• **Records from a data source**
***
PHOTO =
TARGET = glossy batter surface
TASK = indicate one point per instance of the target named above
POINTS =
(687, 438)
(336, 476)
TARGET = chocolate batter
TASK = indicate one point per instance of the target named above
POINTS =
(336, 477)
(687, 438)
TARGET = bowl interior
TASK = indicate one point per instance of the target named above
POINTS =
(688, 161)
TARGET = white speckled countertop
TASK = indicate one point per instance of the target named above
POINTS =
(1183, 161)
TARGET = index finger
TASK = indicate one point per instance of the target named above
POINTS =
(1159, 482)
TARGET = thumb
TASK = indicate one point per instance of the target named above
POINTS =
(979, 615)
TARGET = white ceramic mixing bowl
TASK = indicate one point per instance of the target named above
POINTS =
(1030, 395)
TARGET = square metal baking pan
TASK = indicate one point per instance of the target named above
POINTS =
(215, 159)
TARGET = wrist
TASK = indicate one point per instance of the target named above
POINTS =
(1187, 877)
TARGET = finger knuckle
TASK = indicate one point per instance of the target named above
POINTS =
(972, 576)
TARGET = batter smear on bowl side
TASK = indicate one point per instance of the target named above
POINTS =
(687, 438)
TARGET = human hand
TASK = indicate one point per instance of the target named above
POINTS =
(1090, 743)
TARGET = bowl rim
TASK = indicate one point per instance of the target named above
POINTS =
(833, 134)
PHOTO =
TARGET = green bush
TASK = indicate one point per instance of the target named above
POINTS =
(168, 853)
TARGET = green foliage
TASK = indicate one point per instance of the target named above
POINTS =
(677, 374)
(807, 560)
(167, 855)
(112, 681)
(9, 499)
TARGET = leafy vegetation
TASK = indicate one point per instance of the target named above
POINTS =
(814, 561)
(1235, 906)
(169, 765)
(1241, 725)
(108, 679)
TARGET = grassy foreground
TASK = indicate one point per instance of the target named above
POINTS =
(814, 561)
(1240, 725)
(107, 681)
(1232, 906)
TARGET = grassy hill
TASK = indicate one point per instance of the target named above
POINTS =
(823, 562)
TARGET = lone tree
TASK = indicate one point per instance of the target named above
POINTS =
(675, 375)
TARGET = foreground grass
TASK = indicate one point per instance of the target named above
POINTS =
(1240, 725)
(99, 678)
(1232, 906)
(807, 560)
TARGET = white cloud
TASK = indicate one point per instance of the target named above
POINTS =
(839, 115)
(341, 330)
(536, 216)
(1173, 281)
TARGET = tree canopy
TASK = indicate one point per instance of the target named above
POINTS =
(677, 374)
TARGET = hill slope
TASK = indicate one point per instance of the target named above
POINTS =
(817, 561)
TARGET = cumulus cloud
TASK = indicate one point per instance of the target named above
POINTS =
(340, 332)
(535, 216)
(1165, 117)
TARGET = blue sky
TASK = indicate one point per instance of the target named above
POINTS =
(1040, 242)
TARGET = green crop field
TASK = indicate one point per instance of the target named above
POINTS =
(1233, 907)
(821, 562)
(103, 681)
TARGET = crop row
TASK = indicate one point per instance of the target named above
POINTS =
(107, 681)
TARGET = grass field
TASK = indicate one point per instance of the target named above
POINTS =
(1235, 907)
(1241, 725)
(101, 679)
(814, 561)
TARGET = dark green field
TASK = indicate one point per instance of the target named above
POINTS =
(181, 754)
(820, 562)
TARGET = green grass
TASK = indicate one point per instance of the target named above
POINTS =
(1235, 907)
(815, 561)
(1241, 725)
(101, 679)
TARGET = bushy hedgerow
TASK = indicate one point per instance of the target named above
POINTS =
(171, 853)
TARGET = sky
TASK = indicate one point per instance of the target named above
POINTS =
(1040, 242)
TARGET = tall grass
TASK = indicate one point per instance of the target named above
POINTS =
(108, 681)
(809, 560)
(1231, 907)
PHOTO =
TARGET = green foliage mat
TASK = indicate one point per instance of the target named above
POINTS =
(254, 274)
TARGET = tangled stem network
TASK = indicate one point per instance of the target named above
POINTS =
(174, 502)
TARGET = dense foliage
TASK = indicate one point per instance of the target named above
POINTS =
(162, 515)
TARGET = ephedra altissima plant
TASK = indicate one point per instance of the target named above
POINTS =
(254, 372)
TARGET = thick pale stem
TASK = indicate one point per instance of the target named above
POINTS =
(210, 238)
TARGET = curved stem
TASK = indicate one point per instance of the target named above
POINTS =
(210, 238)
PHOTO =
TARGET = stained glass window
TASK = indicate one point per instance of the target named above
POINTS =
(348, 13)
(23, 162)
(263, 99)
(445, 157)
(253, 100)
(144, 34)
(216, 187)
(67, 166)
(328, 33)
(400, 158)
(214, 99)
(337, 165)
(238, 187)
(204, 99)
***
• **WRITTEN INSTRUCTION**
Give again only the lines of the material above that run from the one with "TARGET = ephedra altissima plant" through the end, both included, exactly as they appear.

• **OUTPUT FOR THIS EXERCISE**
TARGET = ephedra altissima plant
TASK = indicate one point per instance of the target named above
POINTS =
(254, 372)
TARGET = thick pale stem
TASK = indicate one point per instance of the target named above
POINTS =
(210, 238)
TARGET = curved stem
TASK = indicate one point per instance of the target named above
POINTS =
(210, 238)
PHOTO =
TARGET = stained glass window
TASK = indicate one point per instance of the target named above
POINTS =
(348, 13)
(23, 162)
(263, 99)
(445, 157)
(253, 100)
(144, 34)
(216, 187)
(67, 166)
(328, 33)
(400, 158)
(214, 99)
(337, 165)
(238, 187)
(204, 99)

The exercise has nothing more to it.